*Complete the following*.
1/ In the code review post, what did the second version of the patch do about the realpath slowdown?
2/ Copy the stretch of the rows from their start through the line containing "top-left (74, 0), bottom-right (387, 186)", word for word and with both ends included. Omit the pictures.

*Page text*.
--
You are viewing a plain text version of this content. The canonical link for it is here.
Posted to reviews@aurora.apache.org by Stephan Erb <se...@apache.org> on 2018/06/14 12:14:24 UTC

Re: Review Request 66139: Speedup regular Thermos observer checkpoint refresh


> On March 21, 2018, 6:47 p.m., Santhosh Kumar Shanmugham wrote:
> > Ship It!
> 
> Santhosh Kumar Shanmugham wrote:
>     I am a little confused about the performance testing results that are posted here, since the pervious results indicated gains from 2secs to 0.2secs, while the current one is much lesser. Can you add a little bit of context regarding the results? Thanks.

Yes definitely. I somehow missed that this one here was still open.

* Code on master, give list of filesystem paths: Parse each path into its components, do some basic validation, join components back to a path string. Afterwards filter all paths that point to the same sandbox. What is expensive here is the parsing/splitting and the realpath computation needed for the duplication check.

* First version of the patch: Eliminates both sources of a slowdown and removes some code that was now used in the Aurora repository. 

* Second version of the patch: Just removes the slowdown of realpath by switching to a simpler symlink check. The parsing/splitting is still there. I decided to keep it in there as Reza indicated that you are still using this.

What came on top was that my bechmarking environment was not stable so the overall time varied across both patches.
--
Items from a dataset
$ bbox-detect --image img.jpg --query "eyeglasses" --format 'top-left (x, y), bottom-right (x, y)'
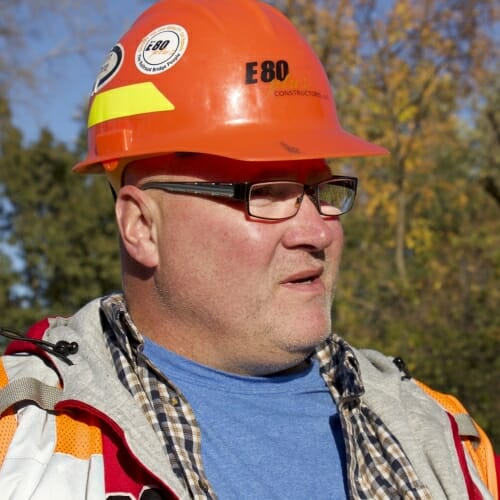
top-left (141, 175), bottom-right (358, 220)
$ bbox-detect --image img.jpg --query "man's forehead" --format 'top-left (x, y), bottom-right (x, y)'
top-left (125, 153), bottom-right (330, 184)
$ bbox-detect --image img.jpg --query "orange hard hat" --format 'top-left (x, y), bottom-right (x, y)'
top-left (74, 0), bottom-right (387, 186)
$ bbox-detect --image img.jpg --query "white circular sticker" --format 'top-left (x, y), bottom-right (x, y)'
top-left (135, 24), bottom-right (188, 74)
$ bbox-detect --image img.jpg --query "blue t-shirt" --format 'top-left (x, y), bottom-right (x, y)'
top-left (144, 339), bottom-right (347, 500)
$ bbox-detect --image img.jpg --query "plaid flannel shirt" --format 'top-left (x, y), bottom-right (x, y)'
top-left (101, 294), bottom-right (431, 500)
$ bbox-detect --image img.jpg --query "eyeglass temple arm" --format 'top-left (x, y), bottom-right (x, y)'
top-left (141, 182), bottom-right (245, 200)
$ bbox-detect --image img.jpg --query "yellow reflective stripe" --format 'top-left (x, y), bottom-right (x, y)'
top-left (88, 82), bottom-right (175, 128)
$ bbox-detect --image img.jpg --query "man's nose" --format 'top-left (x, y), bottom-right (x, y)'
top-left (283, 194), bottom-right (341, 251)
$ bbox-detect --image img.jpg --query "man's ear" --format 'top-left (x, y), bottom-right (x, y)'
top-left (115, 185), bottom-right (158, 268)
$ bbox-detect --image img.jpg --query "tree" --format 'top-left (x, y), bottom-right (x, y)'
top-left (0, 95), bottom-right (120, 329)
top-left (276, 0), bottom-right (500, 443)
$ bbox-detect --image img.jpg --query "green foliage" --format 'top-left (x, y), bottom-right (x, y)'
top-left (275, 0), bottom-right (500, 450)
top-left (0, 95), bottom-right (120, 329)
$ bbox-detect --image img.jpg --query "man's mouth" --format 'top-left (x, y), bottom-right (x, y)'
top-left (282, 268), bottom-right (323, 285)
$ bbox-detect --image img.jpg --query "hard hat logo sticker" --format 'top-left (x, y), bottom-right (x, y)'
top-left (135, 24), bottom-right (188, 74)
top-left (92, 44), bottom-right (124, 95)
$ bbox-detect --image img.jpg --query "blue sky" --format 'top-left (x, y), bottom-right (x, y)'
top-left (9, 0), bottom-right (151, 144)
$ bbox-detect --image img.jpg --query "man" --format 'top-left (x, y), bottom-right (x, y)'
top-left (0, 0), bottom-right (496, 499)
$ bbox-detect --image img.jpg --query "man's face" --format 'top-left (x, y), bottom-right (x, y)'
top-left (126, 155), bottom-right (343, 375)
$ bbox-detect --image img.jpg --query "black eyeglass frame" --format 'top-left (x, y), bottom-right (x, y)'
top-left (140, 175), bottom-right (358, 220)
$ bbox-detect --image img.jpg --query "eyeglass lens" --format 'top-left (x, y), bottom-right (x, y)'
top-left (248, 181), bottom-right (355, 219)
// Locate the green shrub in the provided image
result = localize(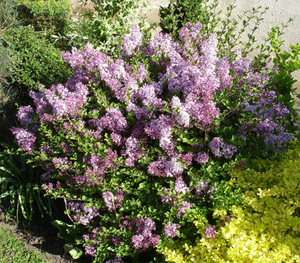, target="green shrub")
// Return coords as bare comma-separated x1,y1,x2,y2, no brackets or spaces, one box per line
18,0,71,34
1,26,70,92
160,0,267,59
159,143,300,263
0,148,53,223
58,0,152,56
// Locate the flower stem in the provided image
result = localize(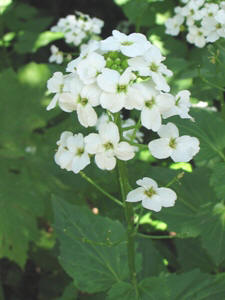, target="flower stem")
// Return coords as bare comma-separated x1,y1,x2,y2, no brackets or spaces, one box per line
115,113,139,300
80,171,124,206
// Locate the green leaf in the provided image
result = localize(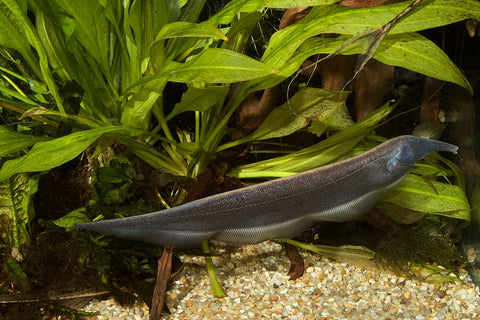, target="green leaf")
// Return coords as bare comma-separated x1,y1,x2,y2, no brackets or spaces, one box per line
381,174,470,222
171,48,278,83
0,2,41,76
262,0,480,68
279,33,472,92
228,100,396,179
263,0,338,9
0,126,50,157
0,126,128,181
208,0,264,26
155,21,228,41
0,174,38,253
133,48,278,91
52,208,90,229
3,0,65,112
167,86,230,121
246,87,348,141
120,77,167,130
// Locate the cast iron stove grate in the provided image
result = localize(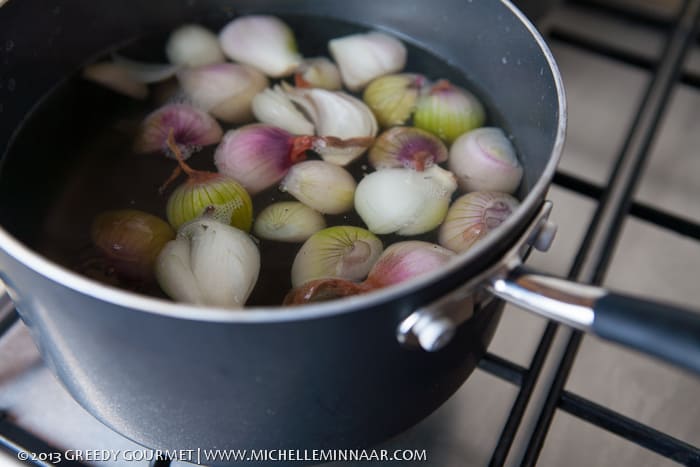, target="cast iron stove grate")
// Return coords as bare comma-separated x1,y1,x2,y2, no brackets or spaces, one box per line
0,0,700,467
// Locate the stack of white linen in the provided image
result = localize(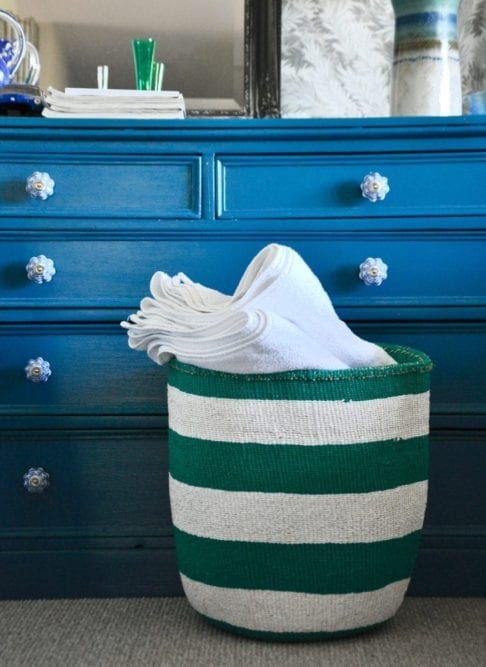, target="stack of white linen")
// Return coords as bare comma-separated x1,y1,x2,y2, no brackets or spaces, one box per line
121,243,395,373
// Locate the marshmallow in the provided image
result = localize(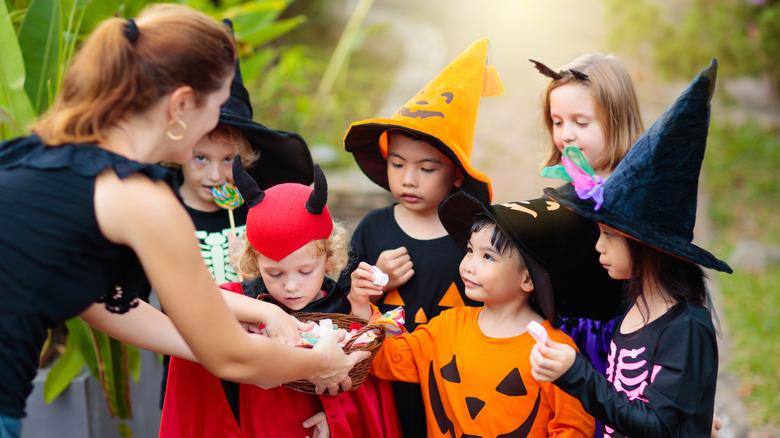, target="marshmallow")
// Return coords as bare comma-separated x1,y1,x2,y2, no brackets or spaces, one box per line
526,321,550,344
372,266,390,286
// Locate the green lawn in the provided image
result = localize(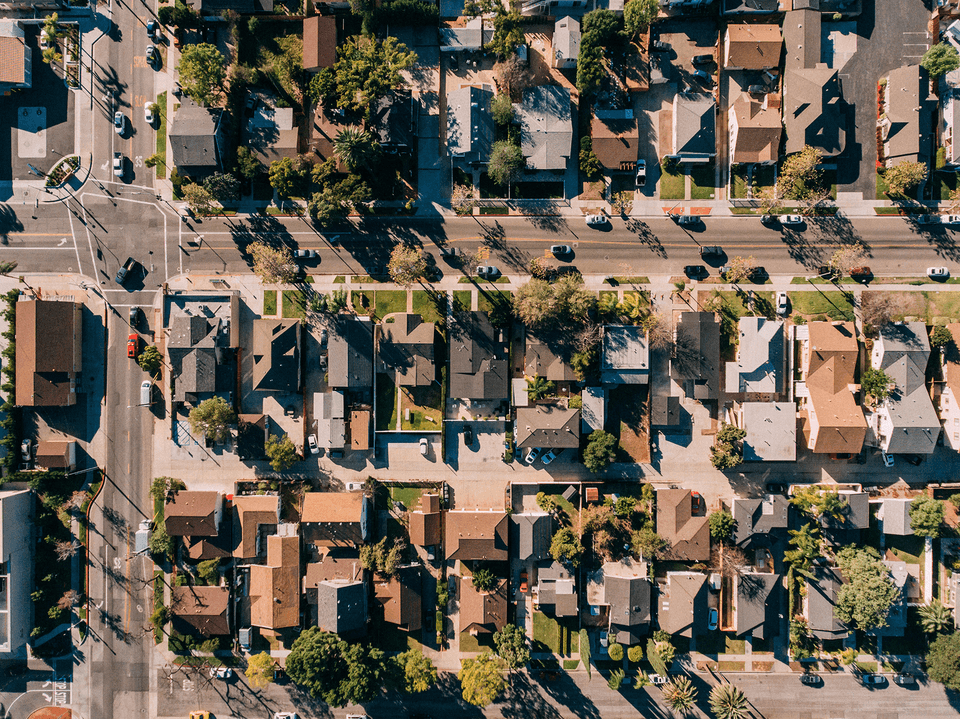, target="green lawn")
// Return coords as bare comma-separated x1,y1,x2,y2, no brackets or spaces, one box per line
660,171,685,200
789,290,853,320
263,290,277,317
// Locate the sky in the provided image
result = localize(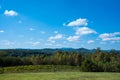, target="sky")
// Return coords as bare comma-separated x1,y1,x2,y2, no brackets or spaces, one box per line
0,0,120,50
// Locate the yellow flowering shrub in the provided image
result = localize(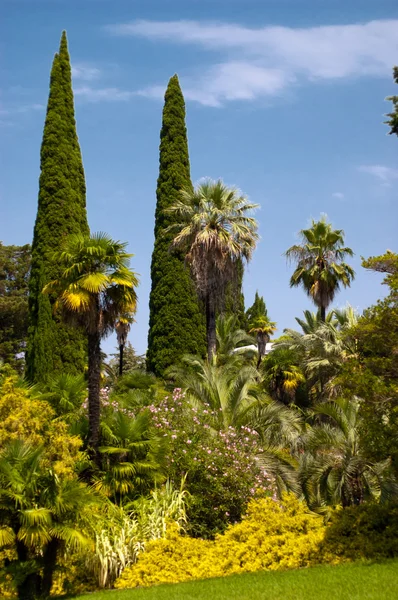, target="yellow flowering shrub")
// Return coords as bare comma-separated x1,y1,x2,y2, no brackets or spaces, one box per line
115,495,326,589
216,494,325,574
0,375,83,476
115,525,220,589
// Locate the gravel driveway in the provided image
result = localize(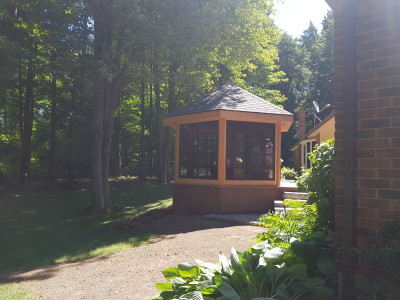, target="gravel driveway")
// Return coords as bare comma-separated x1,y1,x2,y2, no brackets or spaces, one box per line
2,214,263,300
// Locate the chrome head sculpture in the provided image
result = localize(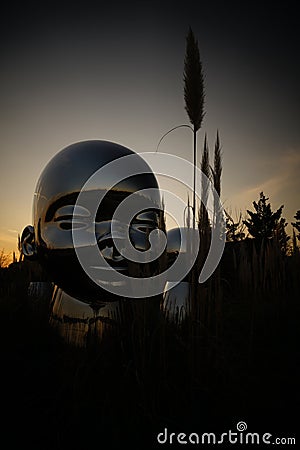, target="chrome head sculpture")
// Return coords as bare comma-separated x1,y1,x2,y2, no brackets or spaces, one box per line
21,140,160,304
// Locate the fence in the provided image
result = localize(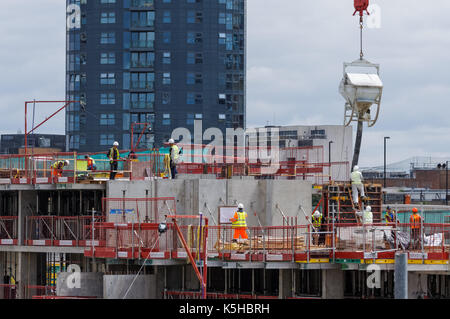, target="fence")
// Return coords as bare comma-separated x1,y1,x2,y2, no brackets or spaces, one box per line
84,223,450,262
0,216,18,244
25,216,104,246
102,197,177,223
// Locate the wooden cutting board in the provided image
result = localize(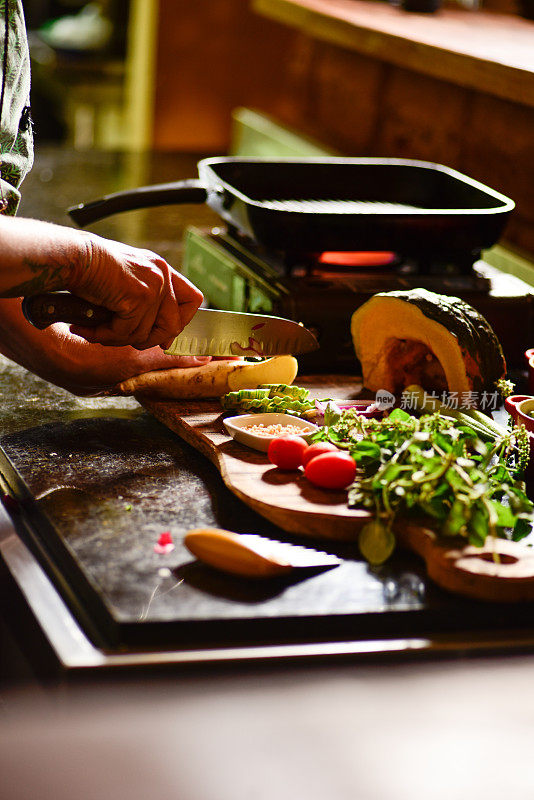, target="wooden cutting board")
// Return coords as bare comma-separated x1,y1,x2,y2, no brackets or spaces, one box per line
140,376,369,541
139,375,534,602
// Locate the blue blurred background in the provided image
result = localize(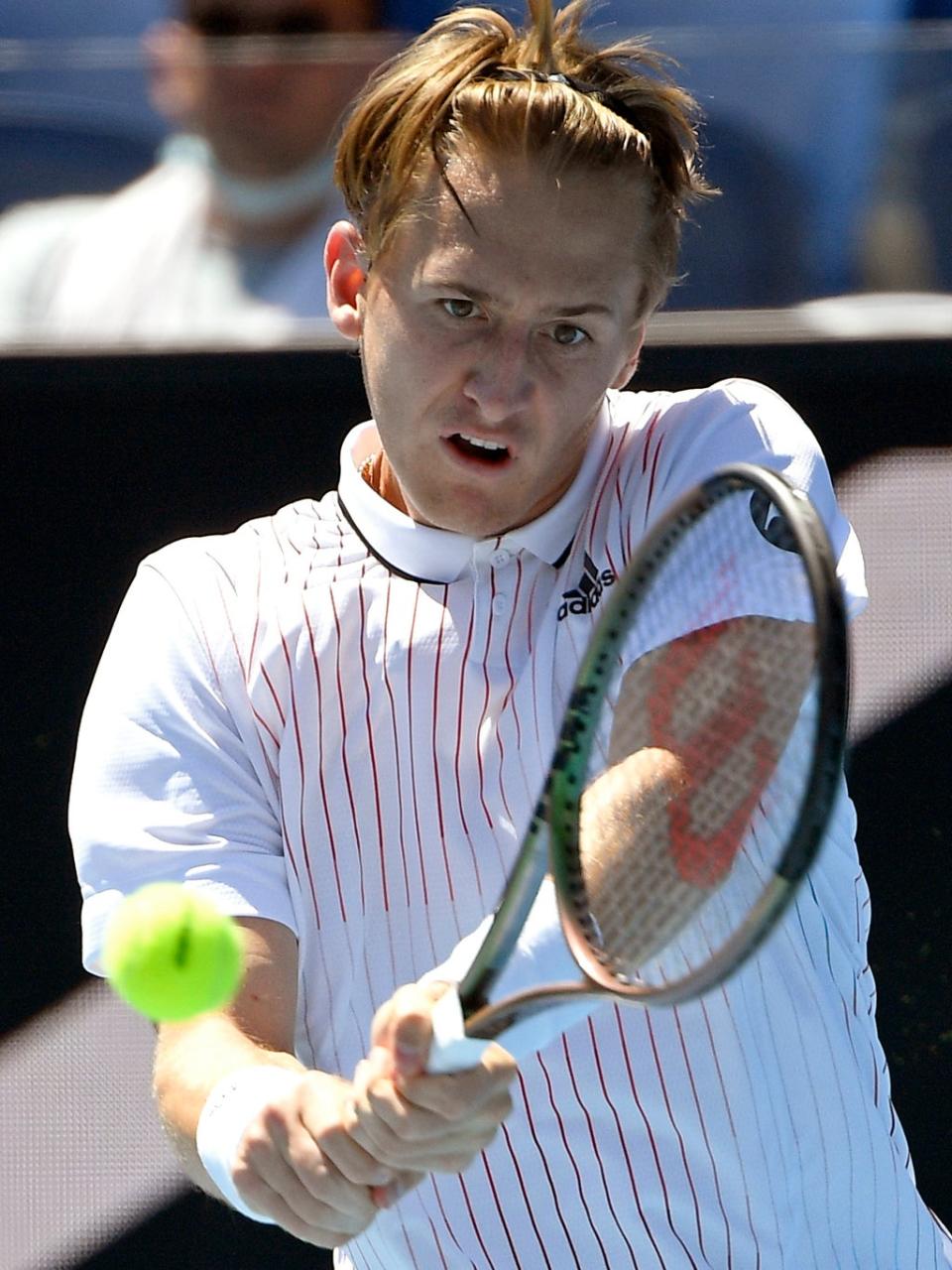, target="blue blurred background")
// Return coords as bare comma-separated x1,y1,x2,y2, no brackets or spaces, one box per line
0,0,952,318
--
*The results*.
1/ It switched to a simpler symlink check.

2/
$ bbox-detect --image img.jpg --query "eyeglasses" --format 'top-left (x, y), bottom-right (x, y)'
top-left (141, 175), bottom-right (358, 220)
$ bbox-detect --image img.jpg --query "man's forehead" --format 'top-left (x, y), bottom-right (x, y)'
top-left (125, 153), bottom-right (330, 184)
$ bbox-detect --image img.jpg --query "orange hard hat" --format 'top-left (x, y), bottom-right (x, y)'
top-left (74, 0), bottom-right (387, 186)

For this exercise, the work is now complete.